*** Raw data ***
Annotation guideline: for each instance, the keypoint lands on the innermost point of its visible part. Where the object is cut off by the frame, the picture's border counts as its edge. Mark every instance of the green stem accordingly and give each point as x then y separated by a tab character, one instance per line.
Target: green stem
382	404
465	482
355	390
*** End of Raw data ***
The records above need to be output again, verbatim.

Annotation guideline: for each instance, the keypoint lands on the innermost point of its visible part. Where the object is cut off by the frame, the picture's border counts as its edge. Mark every instance of the green stem accordingly and give each point as x then y separated by a tab character, one instance per line.
Target: green stem
382	404
465	482
355	390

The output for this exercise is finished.